Given data Block Start
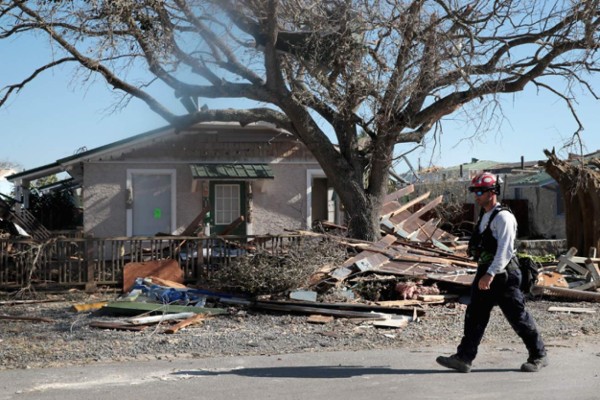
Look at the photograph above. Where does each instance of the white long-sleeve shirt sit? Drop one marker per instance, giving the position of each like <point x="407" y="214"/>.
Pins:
<point x="504" y="230"/>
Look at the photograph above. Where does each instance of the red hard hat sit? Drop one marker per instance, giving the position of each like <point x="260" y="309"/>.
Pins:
<point x="484" y="181"/>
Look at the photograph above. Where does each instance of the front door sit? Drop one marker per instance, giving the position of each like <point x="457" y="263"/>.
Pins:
<point x="228" y="203"/>
<point x="151" y="203"/>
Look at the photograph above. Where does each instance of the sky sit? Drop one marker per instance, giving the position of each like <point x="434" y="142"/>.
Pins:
<point x="54" y="116"/>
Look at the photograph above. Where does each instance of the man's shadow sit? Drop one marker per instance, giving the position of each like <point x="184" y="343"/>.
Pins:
<point x="322" y="371"/>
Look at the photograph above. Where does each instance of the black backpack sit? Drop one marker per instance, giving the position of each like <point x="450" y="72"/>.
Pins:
<point x="529" y="275"/>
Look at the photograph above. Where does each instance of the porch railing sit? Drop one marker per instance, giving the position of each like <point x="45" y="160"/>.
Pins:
<point x="73" y="261"/>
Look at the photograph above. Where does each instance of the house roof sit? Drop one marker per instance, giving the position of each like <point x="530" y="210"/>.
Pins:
<point x="232" y="171"/>
<point x="71" y="162"/>
<point x="539" y="179"/>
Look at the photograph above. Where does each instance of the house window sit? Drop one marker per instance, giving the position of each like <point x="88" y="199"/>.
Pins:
<point x="560" y="204"/>
<point x="227" y="204"/>
<point x="518" y="194"/>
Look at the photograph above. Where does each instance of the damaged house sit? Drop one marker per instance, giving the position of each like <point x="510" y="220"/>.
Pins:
<point x="248" y="180"/>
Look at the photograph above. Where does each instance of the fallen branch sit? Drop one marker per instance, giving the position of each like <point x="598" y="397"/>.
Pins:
<point x="33" y="319"/>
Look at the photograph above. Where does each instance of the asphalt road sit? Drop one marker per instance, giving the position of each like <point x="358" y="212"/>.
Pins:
<point x="574" y="373"/>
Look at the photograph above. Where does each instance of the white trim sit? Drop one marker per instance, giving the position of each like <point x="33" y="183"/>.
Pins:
<point x="311" y="174"/>
<point x="153" y="171"/>
<point x="175" y="162"/>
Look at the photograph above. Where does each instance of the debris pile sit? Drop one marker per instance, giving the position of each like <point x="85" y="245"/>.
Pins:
<point x="389" y="283"/>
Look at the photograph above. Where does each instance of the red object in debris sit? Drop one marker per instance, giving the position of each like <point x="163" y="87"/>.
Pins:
<point x="164" y="269"/>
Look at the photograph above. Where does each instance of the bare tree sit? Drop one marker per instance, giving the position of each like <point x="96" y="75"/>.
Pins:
<point x="325" y="70"/>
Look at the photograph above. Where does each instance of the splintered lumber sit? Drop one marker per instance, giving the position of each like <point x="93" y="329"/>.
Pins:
<point x="117" y="326"/>
<point x="593" y="269"/>
<point x="16" y="302"/>
<point x="570" y="293"/>
<point x="405" y="191"/>
<point x="136" y="308"/>
<point x="393" y="321"/>
<point x="167" y="283"/>
<point x="437" y="298"/>
<point x="577" y="310"/>
<point x="399" y="303"/>
<point x="89" y="306"/>
<point x="191" y="228"/>
<point x="319" y="319"/>
<point x="154" y="319"/>
<point x="552" y="278"/>
<point x="429" y="206"/>
<point x="231" y="227"/>
<point x="196" y="319"/>
<point x="405" y="206"/>
<point x="164" y="269"/>
<point x="367" y="308"/>
<point x="314" y="309"/>
<point x="18" y="318"/>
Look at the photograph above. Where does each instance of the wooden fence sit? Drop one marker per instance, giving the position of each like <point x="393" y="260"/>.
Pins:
<point x="89" y="262"/>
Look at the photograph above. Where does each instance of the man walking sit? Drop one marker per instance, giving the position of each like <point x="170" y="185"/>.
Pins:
<point x="497" y="282"/>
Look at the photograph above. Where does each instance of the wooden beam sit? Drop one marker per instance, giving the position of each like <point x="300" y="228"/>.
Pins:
<point x="432" y="204"/>
<point x="196" y="319"/>
<point x="191" y="228"/>
<point x="399" y="193"/>
<point x="32" y="319"/>
<point x="116" y="325"/>
<point x="572" y="309"/>
<point x="155" y="319"/>
<point x="407" y="205"/>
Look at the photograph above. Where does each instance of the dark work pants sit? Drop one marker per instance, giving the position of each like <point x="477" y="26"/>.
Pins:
<point x="504" y="292"/>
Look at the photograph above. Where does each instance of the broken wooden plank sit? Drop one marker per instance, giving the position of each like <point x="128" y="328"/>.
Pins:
<point x="164" y="269"/>
<point x="19" y="318"/>
<point x="393" y="321"/>
<point x="231" y="227"/>
<point x="399" y="303"/>
<point x="406" y="206"/>
<point x="154" y="319"/>
<point x="569" y="293"/>
<point x="286" y="307"/>
<point x="89" y="306"/>
<point x="319" y="319"/>
<point x="136" y="308"/>
<point x="577" y="310"/>
<point x="428" y="298"/>
<point x="552" y="278"/>
<point x="17" y="302"/>
<point x="405" y="191"/>
<point x="196" y="319"/>
<point x="429" y="206"/>
<point x="593" y="268"/>
<point x="117" y="326"/>
<point x="167" y="283"/>
<point x="190" y="230"/>
<point x="560" y="267"/>
<point x="565" y="262"/>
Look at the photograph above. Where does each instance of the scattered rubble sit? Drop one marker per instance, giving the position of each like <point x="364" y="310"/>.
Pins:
<point x="392" y="285"/>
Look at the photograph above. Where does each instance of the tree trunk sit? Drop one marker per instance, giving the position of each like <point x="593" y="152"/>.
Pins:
<point x="580" y="187"/>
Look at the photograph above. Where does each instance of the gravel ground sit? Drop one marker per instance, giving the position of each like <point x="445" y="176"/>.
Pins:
<point x="69" y="339"/>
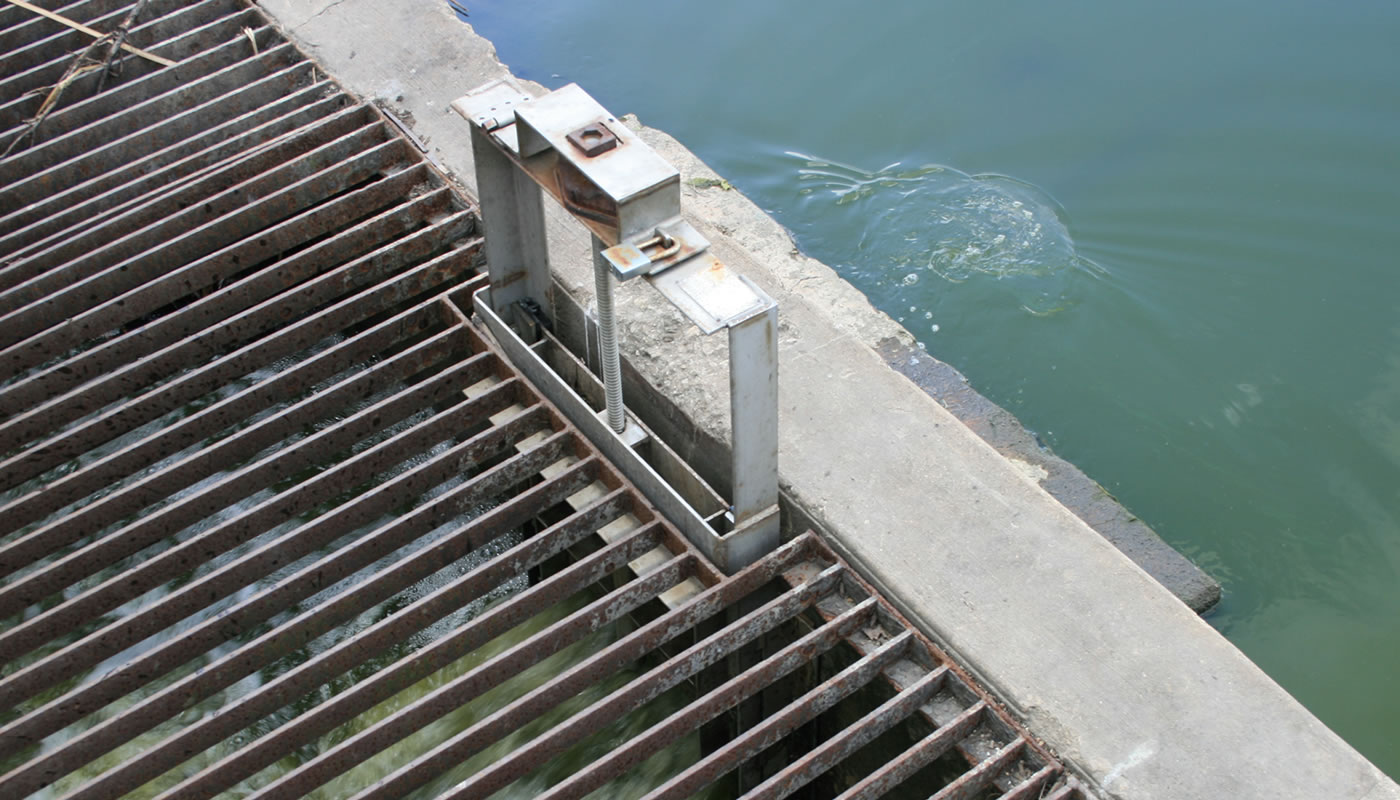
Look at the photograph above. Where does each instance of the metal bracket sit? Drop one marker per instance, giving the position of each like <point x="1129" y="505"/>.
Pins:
<point x="569" y="146"/>
<point x="667" y="245"/>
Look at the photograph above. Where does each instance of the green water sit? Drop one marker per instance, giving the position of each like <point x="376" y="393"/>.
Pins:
<point x="1162" y="234"/>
Given data Block End
• **What you need to do**: Which lines of the listing contain the string "debris"? Copy every one of them.

• **Written response**:
Look at the photograph above. Where does each instance of the debris pile sit? Drop one marker per instance, giving the position of each like <point x="85" y="245"/>.
Look at the photograph above. Where does each instance of the red object in debris sit? Drop one marker per instance, giving the position of each like <point x="163" y="87"/>.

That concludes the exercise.